Selected passage >>
%%

39     This was an opportune moment to set out O 2 r 1(1) of the Rules:

Non-compliance with Rules (O. 2, r. 1)

1. —(1) Where, in beginning or purporting to begin any proceedings or at any stage in the course of or in connection with any proceedings, there has, by reason of anything done or left undone, been a failure to comply with the requirements of these Rules, whether in respect of time, place, manner, form or content or in any other respect, the failure shall be treated as an irregularity and shall not nullify the proceedings, any step taken in the proceedings, or any document, judgment or order therein.

40     In the alternative, Mr Shanmugam asserted that even if the court had jurisdiction to cure the irregularity by virtue of O 2 r 1, the court’s discretion could only be exercised in extraordinary circumstances. In this aspect, the plaintiff has no vestige of evidence, by way of an affidavit or otherwise, providing reasons why the court should exercise its discretion in this case. He argued that if the irregular service was curable by O 2 r 1, any writ which was not served in accordance with the foreign laws would be curable and the purpose of O 11 was rendered nugatory.

41     In Afro Continental Nigeria Ltd v Meridian Shipping Co SA (The “Vrontados”), there was a time bar to the plaintiffs’ claim for breach of contract. As time was running out fast, the plaintiffs applied ex parte to serve the writs by way of substituted service. The defendants applied to set aside the writ and service. The trial judge, Parker J, held that “all three of the directors of the defendant were residing in this country and all three could have been served without the slightest difficulty and since there was not anything impracticable about serving the directors”, substituted service was not allowed and the service of the writs were consequently set aside. On appeal, the Court of Appeal approved Parker J’s decision and held that “[s]ubstituted service ought only be ordered when it was impracticable for the plaintiff to effect personal service”.

%%

Exercise directions >> Set down word for word the section of the passage above on irregular service that begins with the words containing "39     This was" and ends with "or order therein.".

(Stored entries)
%%

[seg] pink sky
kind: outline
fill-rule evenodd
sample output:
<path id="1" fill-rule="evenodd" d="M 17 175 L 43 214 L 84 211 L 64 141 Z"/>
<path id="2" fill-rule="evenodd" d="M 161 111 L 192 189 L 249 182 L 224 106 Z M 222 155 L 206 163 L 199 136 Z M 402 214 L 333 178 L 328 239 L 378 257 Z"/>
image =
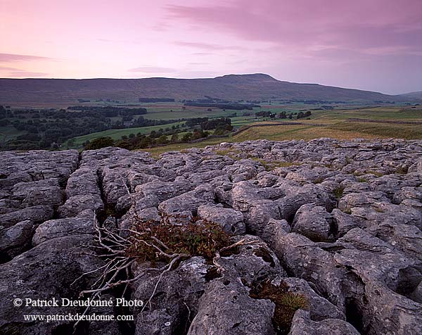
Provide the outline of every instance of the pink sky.
<path id="1" fill-rule="evenodd" d="M 0 77 L 281 80 L 422 91 L 421 0 L 0 0 Z"/>

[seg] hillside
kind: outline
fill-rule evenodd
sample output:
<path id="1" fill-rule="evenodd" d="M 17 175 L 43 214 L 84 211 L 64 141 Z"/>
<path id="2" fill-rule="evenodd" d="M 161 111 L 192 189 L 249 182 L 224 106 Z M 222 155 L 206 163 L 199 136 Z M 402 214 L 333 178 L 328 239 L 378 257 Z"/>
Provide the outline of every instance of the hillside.
<path id="1" fill-rule="evenodd" d="M 141 97 L 229 100 L 307 99 L 401 101 L 405 98 L 358 89 L 298 84 L 268 75 L 229 75 L 207 79 L 0 79 L 0 103 L 75 103 L 78 99 L 136 101 Z"/>
<path id="2" fill-rule="evenodd" d="M 407 99 L 414 99 L 422 101 L 422 91 L 418 92 L 410 92 L 405 93 L 404 94 L 400 94 L 398 96 L 405 98 Z"/>

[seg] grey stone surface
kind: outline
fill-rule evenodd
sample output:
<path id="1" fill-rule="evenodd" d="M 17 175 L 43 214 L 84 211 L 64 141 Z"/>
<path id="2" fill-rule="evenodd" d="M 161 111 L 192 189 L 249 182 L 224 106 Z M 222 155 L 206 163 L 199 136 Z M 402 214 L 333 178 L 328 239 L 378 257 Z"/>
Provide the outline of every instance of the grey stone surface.
<path id="1" fill-rule="evenodd" d="M 250 296 L 267 280 L 309 303 L 290 334 L 422 334 L 421 154 L 421 141 L 328 138 L 158 159 L 111 147 L 0 152 L 0 333 L 70 331 L 72 323 L 25 322 L 10 301 L 90 287 L 94 275 L 70 284 L 103 264 L 87 247 L 95 217 L 122 236 L 143 221 L 207 220 L 239 242 L 218 270 L 193 257 L 132 283 L 127 293 L 145 301 L 157 285 L 143 311 L 127 311 L 137 335 L 274 334 L 274 303 Z M 140 258 L 129 275 L 151 265 Z M 87 335 L 122 331 L 86 326 Z"/>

%%

The reply >>
39     This was an opportune moment to set out O 2 r 1(1) of the Rules:

Non-compliance with Rules (O. 2, r. 1)

1. —(1) Where, in beginning or purporting to begin any proceedings or at any stage in the course of or in connection with any proceedings, there has, by reason of anything done or left undone, been a failure to comply with the requirements of these Rules, whether in respect of time, place, manner, form or content or in any other respect, the failure shall be treated as an irregularity and shall not nullify the proceedings, any step taken in the proceedings, or any document, judgment or order therein.